**EXCERPT**:
======

# rat doesn't like being picked up but is fine once hes on me?



## katiemw (Aug 22, 2016)

my new baby boy will come up and sniff me curiously, or take a treat from me and run (he licked yogurt off my finger once, too), but he doesn't seem to like actually being grabbed. I try to pick him up from the underside or sides as much as possible, since I know they get scared if you grab from the top. But, once I pick him up (usually by scooping him and quickly bringing him close to my chest), he's fine. No nervous poops, he even climbs up to my shoulder, or, in one case, up through my glasses... What is the best way to get them used to the act of being picked up?


----------



## Rat Feng Shui (Aug 8, 2016)

Sounds to me like everything is fine. Little ones tend to be really hyper. Maybe if you hold a cheerio near your wrist where he has to climb across your hand it can work to pick him up. 

I have a younger female who is friendly, sometimes she will climb onto my hand and partially up my arm on her own. Other times I want to pick her up but she will hang onto the bars of the cage with her hands till she goes sideways which is pretty funny. So I let her go back in. 

It may also depend on how sleepy they are. Being nocturnal, they seem less adventurous in the light, but after it gets dim at night or early in the morning they are much more likely to want to explore, play games etc. 

have fun!


----------



## Squeakfluff (Dec 7, 2015)

My rat Niko is the same way. Some rats are just skittish, nothing's wrong with them ^^


----------



## fera (Dec 10, 2015)

They tend to be like that, not liking being held directly when they're younger, thats fine, they'll get over it. My boys are about 9/10 months now, and they've only recently started being ok with being picked up. They also only recently started enjoying pets and rubs <3 so it's ok, they'll likely get used to it in a while


----------



## Heyyouguys (Jun 19, 2016)

One of my boys is the same and they're 4 months now. One boy will go limp when I pick him up and loves a cuddle, but my other boy will spin his tail and claw me and just generally hates being picked up! He's happy to be scratched and stroked and tickled... but no matter how much I try to talk to him and soothe him and support his entire body when he's being carried, he just hates it. And I guess that's just how some rats are?


----------



## Fu-Inle (Jan 22, 2015)

Babies generally hate being picked up, even if they've been well socialised. I try to avoid grabing them too much and instead getting them to climb onto my hand.


----------



## Rattielover965 (Apr 26, 2016)

katiemw said:


> my new but he doesn't seem to like actually being grabbed. I try to pick him up from the underside or sides as much as possible, since I know they get scared if you grab from the top. But, once I pick him up (usually by scooping him and quickly bringing him close to my chest), he's fine.


rats shouldn't be "grabbed".they should not be picked up from above because predators come from above.


----------



## moonkissed (Dec 26, 2011)

Fu-Inle said:


> Babies generally hate being picked up, even if they've been well socialised. I try to avoid grabing them too much and instead getting them to climb onto my hand.


I disagree, a baby with great temperament should be perfectly fine handled and picked up. Zero struggle or issues what so ever. it is actually part of temperament testing many breeders use!

Sadly though many rats are just not that way.

Being picked up is scary. Put yourself in their shoes, if some giant just snatched you up, I might be alittle worried lol
The rat may love you and like being with you but still have some trust issues or just be fearful of being picked up.

One of the best things to do is just make sure you are picking them up carefully and correctly. But for the most part this is a fear that is hard to get over as being picked up reinforces is. 
I'd work on training them to crawl into your hand if you can.


----------

======

**TASKS TO COMPLETE**:
- 1) In the thread, why does Rattielover965 say rats should not be picked up from above?
- 2) Transcribe the passage of the thread from "my new baby" up to and including "(Aug 8, 2016)".

======

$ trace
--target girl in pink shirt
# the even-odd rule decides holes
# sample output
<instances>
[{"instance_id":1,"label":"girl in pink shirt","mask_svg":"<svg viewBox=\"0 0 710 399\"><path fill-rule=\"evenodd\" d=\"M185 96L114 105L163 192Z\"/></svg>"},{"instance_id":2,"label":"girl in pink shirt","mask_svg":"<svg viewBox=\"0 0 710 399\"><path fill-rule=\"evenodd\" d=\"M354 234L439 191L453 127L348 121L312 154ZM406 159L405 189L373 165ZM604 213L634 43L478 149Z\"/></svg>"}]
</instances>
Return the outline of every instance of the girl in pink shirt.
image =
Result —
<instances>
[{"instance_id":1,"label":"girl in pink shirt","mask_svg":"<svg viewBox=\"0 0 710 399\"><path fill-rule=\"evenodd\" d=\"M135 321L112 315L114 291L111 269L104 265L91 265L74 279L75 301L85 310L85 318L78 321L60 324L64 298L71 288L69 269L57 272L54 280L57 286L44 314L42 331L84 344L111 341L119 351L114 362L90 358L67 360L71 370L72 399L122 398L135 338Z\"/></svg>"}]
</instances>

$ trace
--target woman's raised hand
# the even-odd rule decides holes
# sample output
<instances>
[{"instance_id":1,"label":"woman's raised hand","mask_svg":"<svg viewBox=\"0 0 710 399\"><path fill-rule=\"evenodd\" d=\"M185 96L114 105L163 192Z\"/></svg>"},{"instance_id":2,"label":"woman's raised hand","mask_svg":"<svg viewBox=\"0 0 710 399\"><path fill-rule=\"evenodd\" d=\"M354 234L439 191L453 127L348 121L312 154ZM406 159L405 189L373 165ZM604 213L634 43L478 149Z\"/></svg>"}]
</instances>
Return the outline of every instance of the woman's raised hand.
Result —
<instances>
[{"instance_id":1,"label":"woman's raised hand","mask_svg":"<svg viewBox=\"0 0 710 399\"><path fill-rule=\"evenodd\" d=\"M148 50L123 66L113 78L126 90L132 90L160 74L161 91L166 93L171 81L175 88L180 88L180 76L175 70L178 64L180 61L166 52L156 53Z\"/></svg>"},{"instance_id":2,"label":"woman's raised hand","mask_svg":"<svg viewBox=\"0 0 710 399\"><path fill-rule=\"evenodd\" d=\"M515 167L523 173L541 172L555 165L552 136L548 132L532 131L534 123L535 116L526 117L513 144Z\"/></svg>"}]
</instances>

======

**ANSWERS TO THE EXERCISE**:
- 1) Predators come from above.

- 2)
my new baby boy will come up and sniff me curiously, or take a treat from me and run (he licked yogurt off my finger once, too), but he doesn't seem to like actually being grabbed. I try to pick him up from the underside or sides as much as possible, since I know they get scared if you grab from the top. But, once I pick him up (usually by scooping him and quickly bringing him close to my chest), he's fine. No nervous poops, he even climbs up to my shoulder, or, in one case, up through my glasses... What is the best way to get them used to the act of being picked up?


----------



## Rat Feng Shui (Aug 8, 2016)